▶ **What to work on**: Lines from the one with "Your task: point to each instance of the woman's" through the end of the listing below should be set down exactly, with no other line included.
Start of Block
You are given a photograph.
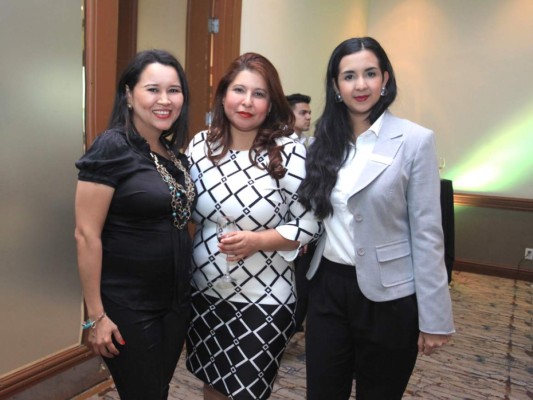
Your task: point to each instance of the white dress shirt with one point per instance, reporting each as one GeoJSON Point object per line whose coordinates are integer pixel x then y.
{"type": "Point", "coordinates": [339, 226]}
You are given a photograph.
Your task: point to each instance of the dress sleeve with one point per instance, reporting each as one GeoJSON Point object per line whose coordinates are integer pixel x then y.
{"type": "Point", "coordinates": [300, 225]}
{"type": "Point", "coordinates": [107, 160]}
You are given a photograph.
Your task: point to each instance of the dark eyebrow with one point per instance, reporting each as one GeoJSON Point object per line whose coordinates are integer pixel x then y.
{"type": "Point", "coordinates": [366, 70]}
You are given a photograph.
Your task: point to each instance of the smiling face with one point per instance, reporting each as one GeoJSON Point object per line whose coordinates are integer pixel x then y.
{"type": "Point", "coordinates": [156, 100]}
{"type": "Point", "coordinates": [246, 102]}
{"type": "Point", "coordinates": [359, 82]}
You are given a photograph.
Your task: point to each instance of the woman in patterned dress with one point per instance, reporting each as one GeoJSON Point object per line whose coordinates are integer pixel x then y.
{"type": "Point", "coordinates": [245, 166]}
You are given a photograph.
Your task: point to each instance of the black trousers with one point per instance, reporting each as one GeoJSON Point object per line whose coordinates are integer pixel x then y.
{"type": "Point", "coordinates": [301, 265]}
{"type": "Point", "coordinates": [154, 341]}
{"type": "Point", "coordinates": [349, 336]}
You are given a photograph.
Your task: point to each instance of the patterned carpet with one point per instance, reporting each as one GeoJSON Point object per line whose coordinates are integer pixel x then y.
{"type": "Point", "coordinates": [490, 356]}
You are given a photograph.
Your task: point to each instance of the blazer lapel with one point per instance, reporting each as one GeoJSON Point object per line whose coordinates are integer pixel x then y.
{"type": "Point", "coordinates": [389, 141]}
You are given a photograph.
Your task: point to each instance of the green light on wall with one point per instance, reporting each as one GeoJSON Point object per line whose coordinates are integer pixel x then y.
{"type": "Point", "coordinates": [503, 163]}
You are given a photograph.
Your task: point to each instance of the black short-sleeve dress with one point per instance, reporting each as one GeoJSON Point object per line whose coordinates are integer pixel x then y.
{"type": "Point", "coordinates": [146, 260]}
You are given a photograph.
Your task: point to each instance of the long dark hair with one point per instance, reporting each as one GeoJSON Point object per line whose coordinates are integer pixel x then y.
{"type": "Point", "coordinates": [276, 124]}
{"type": "Point", "coordinates": [334, 131]}
{"type": "Point", "coordinates": [121, 116]}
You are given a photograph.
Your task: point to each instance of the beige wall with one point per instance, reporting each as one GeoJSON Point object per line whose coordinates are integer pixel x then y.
{"type": "Point", "coordinates": [162, 24]}
{"type": "Point", "coordinates": [298, 36]}
{"type": "Point", "coordinates": [463, 69]}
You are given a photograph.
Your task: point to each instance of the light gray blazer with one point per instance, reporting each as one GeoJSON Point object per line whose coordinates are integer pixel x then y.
{"type": "Point", "coordinates": [399, 243]}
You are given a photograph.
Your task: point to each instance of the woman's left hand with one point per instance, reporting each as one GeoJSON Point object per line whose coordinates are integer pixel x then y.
{"type": "Point", "coordinates": [239, 245]}
{"type": "Point", "coordinates": [427, 342]}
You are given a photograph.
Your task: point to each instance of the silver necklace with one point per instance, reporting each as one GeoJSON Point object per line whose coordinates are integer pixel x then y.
End of Block
▶ **Exercise response**:
Your task: point to each instance of the woman's left hand with one point per instance, reporting each as one GeoJSON Point object per line whose coordinates are integer pixel x then y.
{"type": "Point", "coordinates": [239, 245]}
{"type": "Point", "coordinates": [427, 342]}
You are given a photograph.
Your task: point to each instance of the silver necklace with one point per instance, reporting each as one GeoJSON Point object per line whose coordinates are integer pixel x then y.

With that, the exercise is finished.